- _Brano_
=======
Cultura e Spettacoli

"La tv è un grande pulpito ma la vanità è tentatrice"

Il sacerdote è diventato ormai un volto noto: "È giusto testimoniare la fede a tante persone"

"La tv è un grande pulpito ma la vanità è tentatrice"

Chissà che ne avrebbe detto Padre Mariano. Ne sono passati, di giubilei televisivi, dai tempi dell'umile cappuccino che, dalla tv in bianco e nero, rabboniva coi suoi semplici "pace e bene". Da allora frati cantautori, preti detective e suore canterine scorazzano per l'etere, sollevando simpatie (e perplessità) in eguale, crescente, misura. C'è chi li loda e chi ne diffida. Per i primi sono paladini di una nuova forma di evangelizzazione. Per i secondi vittime di un esibizionismo - forse - inconsapevole. Talvolta inopportuno. Il più noto oggi è forse don Davide Banzato: 34 anni, inviato del programma Sulla Via di Damasco, ospite costante a Uno Mattina, Pomeriggio Cinque, Vita in diretta, Matrix, presenza fissa a La strada dei miracoli. E il cui bell'aspetto (inutile negarlo) così poco corrisponde alla più ovvia iconografia sacerdotale.
=======
- _Estratto dati_
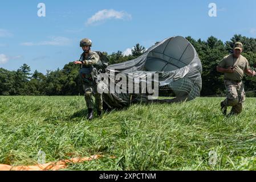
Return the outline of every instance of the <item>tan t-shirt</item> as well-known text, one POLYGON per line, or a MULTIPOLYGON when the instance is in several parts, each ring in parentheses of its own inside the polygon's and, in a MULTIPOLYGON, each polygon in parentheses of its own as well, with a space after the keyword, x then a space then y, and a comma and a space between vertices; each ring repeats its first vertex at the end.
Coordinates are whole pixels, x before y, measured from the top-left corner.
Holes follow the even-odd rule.
POLYGON ((235 70, 234 73, 225 73, 224 79, 230 80, 234 81, 241 81, 243 77, 243 74, 245 70, 249 69, 250 66, 246 58, 242 55, 238 58, 234 57, 233 54, 230 54, 228 56, 225 56, 218 66, 223 68, 228 68, 229 67, 234 67, 235 70), (236 61, 238 61, 236 64, 236 61), (234 65, 236 64, 235 67, 234 65))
=======
- _Istruzioni_
**1)** Nel brano sui sacerdoti in televisione, quanti anni ha don Davide Banzato?
**2)** Prosegui il brano sui sacerdoti in televisione, riprendendo dopo la sua ultima frase.
L'elenco proviene da una fonte diversa.

- _Risposte_
**1)** Ha 34 anni.

**2)**
Allora, don Davide: i preti in tv. Una nuova opportunità evangelica? O una nuova forma di vanità?
"Nell'enciclica Evangelii Gaudium Papa Francesco ricorda che nessuno è esente dalle tentazioni del mondo in cui vive. Solo che noi siamo chiamati ad essere nel mondo, ma non del mondo. La difficoltà sta tutta qui".

Perché accetta di andare in tv?
"È solo un altro pulpito da cui testimoniare Dio. E farlo in prima serata, da un canale generalista, è un'occasione grande. Spero di gettare dei semi che poi, forse, se Dio vorrà, germoglieranno".

Le sue intenzioni sono oneste. Ma non teme d'essere frainteso?
"Ho un Maestro che è stato frainteso. Cerco di essere prudente, in obbedienza ai miei superiori e scegliendo dove andare e dove no. Ma ho l'esempio di Gesù. Lui andava da chiunque. E certo lo criticavamo molto, per questo. In realtà nel novanta per cento di casi dico no, ma solo perché ho poco tempo".

Ha mai letto negli occhi del presentatore di turno l'intenzione di strumentalizzarla?
"Pongo una condizione: devo poter dire quello che penso. In fondo tutto dipende da come ti poni. Se rispetti gli altri finisci per fare amicizia perfino con chi la pensa in modo diametralmente opposto al tuo".

E il rischio della vanità? La tv ne produce per antonomasia.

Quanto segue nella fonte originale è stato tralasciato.